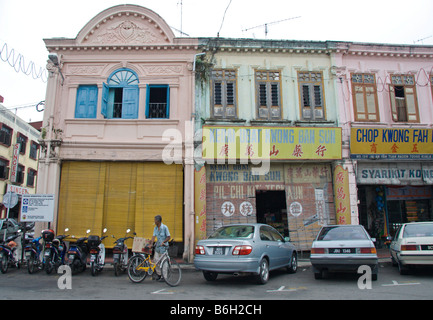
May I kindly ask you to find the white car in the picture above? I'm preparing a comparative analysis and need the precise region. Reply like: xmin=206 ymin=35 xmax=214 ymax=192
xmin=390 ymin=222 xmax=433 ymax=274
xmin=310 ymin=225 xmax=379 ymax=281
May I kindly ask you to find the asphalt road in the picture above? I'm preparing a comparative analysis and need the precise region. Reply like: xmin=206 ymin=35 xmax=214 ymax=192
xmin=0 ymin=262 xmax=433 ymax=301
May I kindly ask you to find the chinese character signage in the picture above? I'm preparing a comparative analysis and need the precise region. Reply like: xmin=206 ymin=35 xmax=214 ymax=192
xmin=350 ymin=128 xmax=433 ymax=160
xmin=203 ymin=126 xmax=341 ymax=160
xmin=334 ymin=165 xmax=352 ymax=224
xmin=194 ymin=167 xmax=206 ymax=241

|---|

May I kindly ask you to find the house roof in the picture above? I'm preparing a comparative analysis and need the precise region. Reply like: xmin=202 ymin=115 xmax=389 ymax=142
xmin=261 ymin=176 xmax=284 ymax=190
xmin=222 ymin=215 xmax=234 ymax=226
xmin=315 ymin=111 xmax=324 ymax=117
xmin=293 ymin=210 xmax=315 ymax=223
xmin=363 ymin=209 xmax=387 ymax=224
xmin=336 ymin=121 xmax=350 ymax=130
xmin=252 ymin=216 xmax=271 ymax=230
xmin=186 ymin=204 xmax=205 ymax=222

|---|

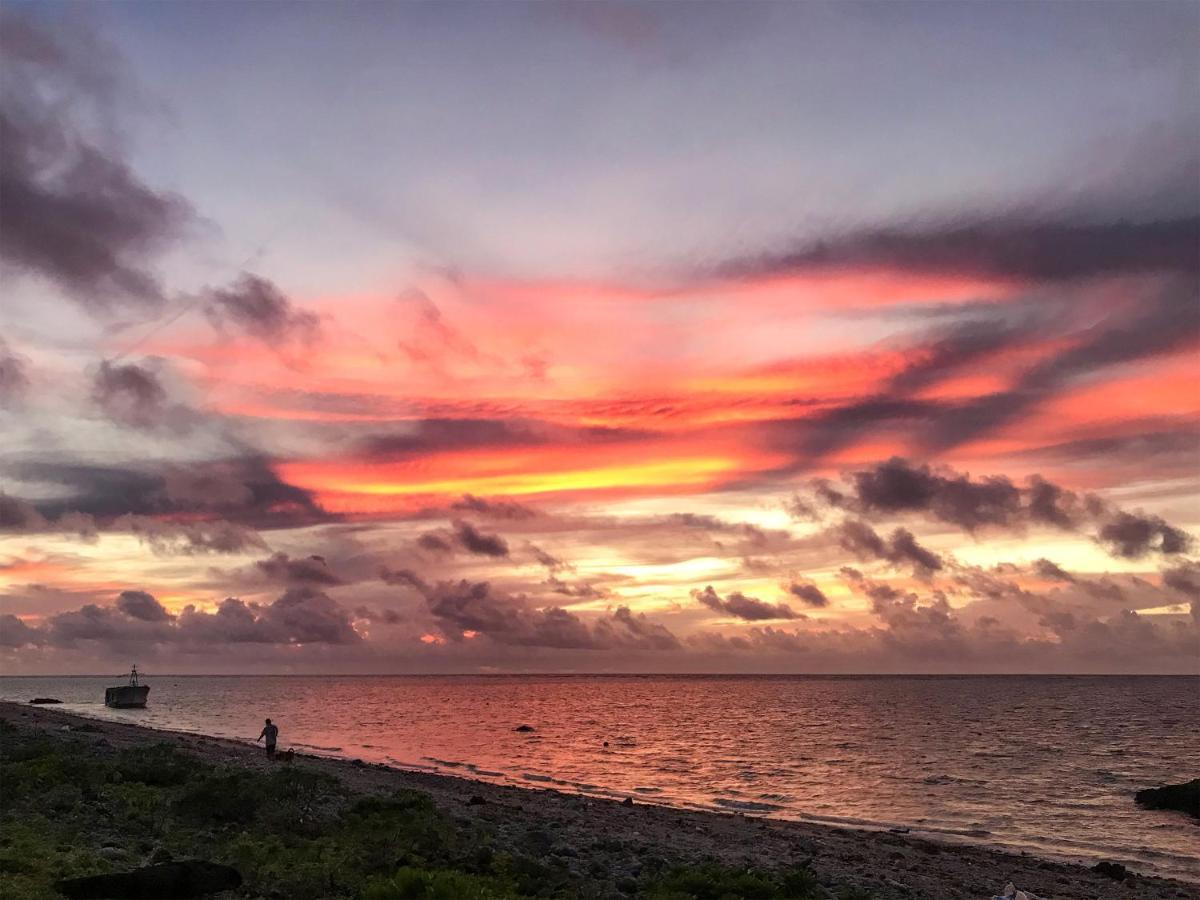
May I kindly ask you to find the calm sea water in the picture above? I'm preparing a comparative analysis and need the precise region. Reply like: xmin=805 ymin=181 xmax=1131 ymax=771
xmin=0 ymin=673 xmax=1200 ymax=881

|---|

• [Written problem] Copy out every line from the one containing "May I kindly ask you to find the asphalt" through the one containing "xmin=0 ymin=262 xmax=433 ymax=301", inclusive, keeping the request line. Shift each bounding-box coordinate in the answers up by 97, and leave all numbers in the request as they are.

• [Result]
May I kindly ask you to find the asphalt road in the picture above? I'm preparing a comparative analysis and need the precise region. Reply like: xmin=206 ymin=35 xmax=214 ymax=192
xmin=97 ymin=359 xmax=530 ymax=398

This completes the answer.